### PROBLEM TO SOLVE
Count the lines in the data below that contain the string "stone", with uppercase and lowercase treated as different. Reply with that number only.

### INFORMATION SUPPLIED
>> Start
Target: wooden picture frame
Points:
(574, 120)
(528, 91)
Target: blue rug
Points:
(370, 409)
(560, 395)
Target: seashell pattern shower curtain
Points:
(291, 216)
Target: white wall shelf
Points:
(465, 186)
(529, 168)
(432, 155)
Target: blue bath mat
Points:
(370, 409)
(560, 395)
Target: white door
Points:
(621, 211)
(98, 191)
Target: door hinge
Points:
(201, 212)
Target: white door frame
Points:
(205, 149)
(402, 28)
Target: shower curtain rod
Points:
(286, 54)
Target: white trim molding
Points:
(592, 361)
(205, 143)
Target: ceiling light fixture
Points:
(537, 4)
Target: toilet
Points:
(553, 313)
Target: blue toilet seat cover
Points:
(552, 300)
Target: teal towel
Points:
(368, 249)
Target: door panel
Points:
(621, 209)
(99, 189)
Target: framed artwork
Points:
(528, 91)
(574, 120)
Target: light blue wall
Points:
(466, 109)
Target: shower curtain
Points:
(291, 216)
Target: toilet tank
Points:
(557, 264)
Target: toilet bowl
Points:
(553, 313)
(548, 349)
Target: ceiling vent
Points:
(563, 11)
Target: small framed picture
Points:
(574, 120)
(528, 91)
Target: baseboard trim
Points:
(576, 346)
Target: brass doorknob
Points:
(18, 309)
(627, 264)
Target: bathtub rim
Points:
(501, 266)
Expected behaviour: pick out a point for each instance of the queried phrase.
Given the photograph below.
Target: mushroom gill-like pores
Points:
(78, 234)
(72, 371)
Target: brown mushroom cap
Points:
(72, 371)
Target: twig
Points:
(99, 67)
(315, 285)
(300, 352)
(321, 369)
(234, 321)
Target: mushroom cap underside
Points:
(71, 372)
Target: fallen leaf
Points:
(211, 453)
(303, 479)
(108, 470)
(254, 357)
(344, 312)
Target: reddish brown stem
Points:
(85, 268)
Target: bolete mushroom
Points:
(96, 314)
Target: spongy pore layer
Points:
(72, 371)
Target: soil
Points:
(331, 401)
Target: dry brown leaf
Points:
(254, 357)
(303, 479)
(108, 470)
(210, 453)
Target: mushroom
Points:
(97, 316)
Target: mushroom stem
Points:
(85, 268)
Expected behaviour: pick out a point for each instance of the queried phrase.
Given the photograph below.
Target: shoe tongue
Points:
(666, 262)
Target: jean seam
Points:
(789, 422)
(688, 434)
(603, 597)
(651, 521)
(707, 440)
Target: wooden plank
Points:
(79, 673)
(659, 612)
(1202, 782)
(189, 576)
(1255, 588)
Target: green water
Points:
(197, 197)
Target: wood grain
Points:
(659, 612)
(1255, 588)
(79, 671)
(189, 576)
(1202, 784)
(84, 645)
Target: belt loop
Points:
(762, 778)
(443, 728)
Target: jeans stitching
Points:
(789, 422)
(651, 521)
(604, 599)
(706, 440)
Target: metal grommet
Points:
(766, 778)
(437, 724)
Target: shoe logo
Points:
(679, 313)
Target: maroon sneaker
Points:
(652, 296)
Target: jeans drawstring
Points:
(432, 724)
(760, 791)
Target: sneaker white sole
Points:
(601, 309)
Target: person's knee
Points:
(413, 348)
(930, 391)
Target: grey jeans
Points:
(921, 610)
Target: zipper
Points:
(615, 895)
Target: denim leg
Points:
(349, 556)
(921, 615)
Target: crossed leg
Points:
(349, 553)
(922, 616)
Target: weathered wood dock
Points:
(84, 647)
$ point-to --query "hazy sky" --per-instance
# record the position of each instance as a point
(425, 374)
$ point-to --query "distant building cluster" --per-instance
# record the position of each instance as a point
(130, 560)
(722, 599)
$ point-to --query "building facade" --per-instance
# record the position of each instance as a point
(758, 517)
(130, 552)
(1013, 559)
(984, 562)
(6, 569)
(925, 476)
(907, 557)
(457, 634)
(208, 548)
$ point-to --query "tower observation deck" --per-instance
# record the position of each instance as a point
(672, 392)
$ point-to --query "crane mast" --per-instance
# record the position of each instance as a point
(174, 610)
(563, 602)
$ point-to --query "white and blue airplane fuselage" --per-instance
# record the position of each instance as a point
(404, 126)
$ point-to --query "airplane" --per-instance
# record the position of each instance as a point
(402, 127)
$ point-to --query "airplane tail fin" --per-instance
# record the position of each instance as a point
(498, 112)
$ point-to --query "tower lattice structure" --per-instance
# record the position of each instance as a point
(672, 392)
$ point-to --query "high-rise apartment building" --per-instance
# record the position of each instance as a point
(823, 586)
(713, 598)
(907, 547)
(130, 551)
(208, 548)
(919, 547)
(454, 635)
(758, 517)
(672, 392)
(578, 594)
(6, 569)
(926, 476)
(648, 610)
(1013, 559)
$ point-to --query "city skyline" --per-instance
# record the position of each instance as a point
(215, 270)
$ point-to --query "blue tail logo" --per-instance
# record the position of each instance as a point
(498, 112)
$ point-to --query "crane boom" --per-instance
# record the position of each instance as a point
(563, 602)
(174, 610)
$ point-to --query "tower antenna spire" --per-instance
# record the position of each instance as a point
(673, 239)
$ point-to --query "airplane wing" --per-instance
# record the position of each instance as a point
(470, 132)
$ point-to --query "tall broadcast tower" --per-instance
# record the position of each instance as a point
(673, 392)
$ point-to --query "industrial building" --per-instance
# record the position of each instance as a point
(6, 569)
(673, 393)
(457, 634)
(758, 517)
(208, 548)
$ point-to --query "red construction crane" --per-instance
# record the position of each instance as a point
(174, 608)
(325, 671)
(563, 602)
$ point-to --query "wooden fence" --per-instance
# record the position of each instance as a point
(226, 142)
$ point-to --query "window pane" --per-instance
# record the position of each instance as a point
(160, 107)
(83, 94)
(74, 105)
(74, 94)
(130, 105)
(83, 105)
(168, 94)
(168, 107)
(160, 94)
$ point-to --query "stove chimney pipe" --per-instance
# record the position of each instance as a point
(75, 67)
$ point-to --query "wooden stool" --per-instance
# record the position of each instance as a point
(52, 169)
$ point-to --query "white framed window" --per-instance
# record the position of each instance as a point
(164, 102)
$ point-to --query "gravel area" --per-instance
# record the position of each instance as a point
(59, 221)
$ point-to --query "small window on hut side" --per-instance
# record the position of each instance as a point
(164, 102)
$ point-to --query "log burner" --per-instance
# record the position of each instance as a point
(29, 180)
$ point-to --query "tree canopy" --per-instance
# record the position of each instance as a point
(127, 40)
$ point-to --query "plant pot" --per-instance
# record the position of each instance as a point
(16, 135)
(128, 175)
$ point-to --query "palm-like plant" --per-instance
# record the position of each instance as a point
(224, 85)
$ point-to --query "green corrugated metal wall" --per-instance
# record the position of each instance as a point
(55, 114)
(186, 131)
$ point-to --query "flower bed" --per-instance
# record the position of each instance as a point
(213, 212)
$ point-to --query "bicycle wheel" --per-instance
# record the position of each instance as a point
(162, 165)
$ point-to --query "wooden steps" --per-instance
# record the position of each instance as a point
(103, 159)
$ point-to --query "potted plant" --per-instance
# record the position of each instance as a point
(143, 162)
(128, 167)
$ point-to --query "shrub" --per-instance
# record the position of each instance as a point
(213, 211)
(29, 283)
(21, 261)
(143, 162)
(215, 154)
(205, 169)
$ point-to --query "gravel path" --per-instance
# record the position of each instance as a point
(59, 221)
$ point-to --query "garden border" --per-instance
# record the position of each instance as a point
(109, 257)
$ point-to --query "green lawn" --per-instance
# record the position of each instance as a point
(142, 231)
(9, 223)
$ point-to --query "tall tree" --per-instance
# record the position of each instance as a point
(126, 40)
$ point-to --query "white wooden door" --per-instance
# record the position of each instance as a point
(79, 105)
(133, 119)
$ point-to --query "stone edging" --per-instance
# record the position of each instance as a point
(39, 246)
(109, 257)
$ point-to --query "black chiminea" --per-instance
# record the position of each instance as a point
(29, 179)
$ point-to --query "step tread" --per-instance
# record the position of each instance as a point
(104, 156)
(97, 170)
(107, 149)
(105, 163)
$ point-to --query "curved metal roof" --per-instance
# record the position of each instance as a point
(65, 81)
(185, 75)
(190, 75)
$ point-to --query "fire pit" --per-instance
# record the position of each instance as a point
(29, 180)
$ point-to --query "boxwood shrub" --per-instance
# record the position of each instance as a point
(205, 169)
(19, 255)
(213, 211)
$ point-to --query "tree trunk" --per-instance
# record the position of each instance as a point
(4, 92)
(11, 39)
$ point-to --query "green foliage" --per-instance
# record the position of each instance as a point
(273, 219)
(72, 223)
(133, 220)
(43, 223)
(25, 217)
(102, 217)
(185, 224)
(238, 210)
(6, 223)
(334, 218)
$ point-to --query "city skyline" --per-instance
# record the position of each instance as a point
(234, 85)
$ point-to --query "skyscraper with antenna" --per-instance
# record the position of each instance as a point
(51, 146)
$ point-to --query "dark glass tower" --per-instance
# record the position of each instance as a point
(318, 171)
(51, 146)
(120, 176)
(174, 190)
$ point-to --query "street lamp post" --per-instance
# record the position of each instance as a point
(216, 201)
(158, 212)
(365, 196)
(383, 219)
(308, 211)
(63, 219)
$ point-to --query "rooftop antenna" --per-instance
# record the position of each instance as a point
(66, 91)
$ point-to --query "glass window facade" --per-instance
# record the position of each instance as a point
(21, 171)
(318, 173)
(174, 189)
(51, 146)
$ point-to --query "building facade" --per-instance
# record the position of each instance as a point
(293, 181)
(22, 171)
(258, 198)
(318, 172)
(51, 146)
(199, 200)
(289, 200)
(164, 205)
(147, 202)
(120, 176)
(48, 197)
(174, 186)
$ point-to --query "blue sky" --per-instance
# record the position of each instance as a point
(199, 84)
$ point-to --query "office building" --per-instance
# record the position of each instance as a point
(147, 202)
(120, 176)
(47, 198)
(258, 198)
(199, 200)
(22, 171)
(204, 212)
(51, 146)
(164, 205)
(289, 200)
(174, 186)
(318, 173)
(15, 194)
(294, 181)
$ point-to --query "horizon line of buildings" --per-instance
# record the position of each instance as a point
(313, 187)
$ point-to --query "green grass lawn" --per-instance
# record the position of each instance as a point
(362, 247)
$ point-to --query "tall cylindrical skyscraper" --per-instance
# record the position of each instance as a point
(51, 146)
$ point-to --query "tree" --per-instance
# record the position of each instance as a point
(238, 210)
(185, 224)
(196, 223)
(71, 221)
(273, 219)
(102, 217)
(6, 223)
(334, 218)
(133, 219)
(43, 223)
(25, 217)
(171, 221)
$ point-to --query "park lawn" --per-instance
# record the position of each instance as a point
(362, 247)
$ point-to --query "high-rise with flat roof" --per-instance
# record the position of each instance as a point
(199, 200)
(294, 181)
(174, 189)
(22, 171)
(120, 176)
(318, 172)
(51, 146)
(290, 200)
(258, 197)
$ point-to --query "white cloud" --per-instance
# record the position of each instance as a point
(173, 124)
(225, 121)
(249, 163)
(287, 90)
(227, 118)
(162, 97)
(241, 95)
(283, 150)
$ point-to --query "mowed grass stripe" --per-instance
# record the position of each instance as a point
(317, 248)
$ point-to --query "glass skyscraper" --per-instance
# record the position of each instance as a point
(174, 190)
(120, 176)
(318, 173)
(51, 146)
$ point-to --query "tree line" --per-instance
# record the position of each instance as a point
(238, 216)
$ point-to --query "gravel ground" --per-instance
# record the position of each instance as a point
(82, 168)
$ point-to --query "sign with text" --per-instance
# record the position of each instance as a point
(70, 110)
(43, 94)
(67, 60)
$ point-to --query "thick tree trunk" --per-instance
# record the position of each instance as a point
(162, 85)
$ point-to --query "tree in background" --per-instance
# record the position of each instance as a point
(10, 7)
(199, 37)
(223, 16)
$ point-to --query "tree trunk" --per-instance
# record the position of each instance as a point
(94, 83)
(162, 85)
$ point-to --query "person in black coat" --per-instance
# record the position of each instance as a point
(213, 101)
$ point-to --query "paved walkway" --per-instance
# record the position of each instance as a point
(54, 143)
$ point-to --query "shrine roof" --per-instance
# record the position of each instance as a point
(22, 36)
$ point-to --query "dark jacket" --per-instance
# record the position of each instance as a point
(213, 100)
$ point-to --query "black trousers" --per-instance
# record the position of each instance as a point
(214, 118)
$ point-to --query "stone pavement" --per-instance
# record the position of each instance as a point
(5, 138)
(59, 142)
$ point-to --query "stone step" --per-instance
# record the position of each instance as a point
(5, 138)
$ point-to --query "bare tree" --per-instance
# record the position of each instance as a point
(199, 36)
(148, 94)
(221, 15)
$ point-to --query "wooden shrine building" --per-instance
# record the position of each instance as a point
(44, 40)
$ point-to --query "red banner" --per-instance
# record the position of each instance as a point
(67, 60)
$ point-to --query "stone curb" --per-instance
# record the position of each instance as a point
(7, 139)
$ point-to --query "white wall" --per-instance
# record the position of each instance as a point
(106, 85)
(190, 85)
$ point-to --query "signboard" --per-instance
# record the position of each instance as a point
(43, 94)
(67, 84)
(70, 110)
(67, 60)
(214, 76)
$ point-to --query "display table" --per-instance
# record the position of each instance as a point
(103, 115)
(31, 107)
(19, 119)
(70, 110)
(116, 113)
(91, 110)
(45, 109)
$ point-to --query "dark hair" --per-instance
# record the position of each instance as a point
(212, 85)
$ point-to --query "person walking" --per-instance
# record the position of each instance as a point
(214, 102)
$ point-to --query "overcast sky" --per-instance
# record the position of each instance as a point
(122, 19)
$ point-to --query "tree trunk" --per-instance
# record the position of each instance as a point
>> End
### WORKED ANSWER
4